*** Opening of Data supplied ***

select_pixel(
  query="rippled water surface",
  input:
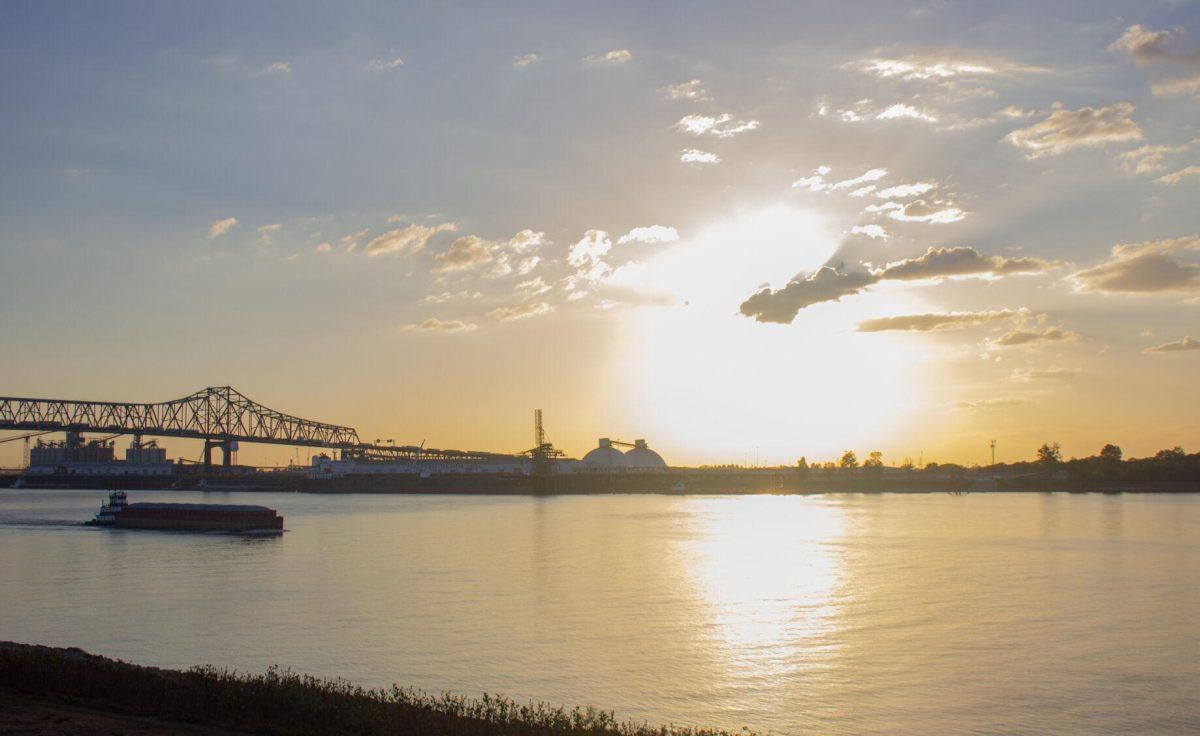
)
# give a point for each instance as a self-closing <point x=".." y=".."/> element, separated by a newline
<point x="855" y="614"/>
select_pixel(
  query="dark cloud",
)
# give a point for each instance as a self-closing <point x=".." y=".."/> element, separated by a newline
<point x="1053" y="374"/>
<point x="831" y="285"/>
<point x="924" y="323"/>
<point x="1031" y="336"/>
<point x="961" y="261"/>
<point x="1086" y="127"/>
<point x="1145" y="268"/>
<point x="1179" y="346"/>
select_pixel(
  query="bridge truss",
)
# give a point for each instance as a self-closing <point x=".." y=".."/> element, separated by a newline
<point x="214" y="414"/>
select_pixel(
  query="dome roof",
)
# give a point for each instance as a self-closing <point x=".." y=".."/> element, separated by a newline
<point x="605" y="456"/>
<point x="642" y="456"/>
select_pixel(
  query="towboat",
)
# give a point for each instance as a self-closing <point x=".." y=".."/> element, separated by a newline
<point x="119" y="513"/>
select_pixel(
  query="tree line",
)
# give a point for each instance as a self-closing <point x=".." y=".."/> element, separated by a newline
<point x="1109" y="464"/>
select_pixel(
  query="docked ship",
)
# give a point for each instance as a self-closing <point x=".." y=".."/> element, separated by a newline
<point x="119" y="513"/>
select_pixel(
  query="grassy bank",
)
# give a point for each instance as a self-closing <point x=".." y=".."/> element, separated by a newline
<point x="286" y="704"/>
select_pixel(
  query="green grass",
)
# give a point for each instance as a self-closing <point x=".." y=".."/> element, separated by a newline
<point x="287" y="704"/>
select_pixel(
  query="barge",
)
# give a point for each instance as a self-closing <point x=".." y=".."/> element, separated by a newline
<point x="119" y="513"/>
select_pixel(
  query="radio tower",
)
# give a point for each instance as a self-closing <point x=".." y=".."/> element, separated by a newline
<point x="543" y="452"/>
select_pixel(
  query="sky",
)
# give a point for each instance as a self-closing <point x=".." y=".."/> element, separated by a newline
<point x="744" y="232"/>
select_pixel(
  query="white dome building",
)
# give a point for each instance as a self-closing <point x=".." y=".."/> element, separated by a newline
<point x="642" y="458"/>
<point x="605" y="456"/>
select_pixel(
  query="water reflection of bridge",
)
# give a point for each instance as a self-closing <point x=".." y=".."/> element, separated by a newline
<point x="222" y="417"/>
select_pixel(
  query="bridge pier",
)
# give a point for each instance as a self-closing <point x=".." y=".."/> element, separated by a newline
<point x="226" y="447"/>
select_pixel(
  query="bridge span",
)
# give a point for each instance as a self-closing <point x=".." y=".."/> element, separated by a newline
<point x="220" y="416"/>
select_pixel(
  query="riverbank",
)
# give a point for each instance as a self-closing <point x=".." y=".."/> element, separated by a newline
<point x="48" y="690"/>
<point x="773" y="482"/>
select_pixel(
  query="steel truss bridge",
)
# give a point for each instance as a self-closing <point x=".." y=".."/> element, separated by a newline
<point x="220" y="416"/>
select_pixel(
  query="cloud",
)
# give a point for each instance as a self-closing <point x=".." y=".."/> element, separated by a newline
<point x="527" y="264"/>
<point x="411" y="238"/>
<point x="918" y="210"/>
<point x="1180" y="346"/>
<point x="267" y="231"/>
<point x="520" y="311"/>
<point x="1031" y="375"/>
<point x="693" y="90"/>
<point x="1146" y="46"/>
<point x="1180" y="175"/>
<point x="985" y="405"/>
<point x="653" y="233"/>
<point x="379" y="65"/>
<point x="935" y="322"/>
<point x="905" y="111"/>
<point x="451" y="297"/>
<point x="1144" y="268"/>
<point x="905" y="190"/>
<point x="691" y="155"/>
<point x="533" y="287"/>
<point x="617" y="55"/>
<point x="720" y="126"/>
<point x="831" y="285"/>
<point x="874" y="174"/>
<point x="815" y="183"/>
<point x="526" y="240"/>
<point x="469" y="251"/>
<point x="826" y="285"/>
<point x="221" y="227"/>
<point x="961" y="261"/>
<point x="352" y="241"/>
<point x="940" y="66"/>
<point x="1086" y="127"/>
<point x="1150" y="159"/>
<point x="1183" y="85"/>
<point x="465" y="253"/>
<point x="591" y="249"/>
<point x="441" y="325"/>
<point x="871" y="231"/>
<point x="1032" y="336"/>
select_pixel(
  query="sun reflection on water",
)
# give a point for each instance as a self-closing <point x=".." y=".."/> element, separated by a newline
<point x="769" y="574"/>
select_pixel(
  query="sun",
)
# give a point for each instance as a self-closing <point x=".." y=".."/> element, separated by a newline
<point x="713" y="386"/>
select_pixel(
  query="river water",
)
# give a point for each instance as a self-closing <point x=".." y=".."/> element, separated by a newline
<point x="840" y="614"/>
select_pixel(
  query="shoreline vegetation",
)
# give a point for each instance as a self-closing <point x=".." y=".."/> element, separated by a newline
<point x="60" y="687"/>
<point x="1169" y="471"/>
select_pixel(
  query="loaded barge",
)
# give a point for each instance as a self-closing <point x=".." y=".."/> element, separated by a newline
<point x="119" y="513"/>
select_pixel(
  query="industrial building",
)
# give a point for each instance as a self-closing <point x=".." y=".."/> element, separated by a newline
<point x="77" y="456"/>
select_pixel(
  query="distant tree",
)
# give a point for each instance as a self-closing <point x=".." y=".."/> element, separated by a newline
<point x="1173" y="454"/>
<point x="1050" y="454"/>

*** Close of Data supplied ***

» Your task:
Extract each line from the entries above that contains the string "bridge".

» Output of the task:
  query="bridge truss",
  query="water reflection of bridge",
  query="bridge pier",
  query="bridge span",
  query="steel truss bridge",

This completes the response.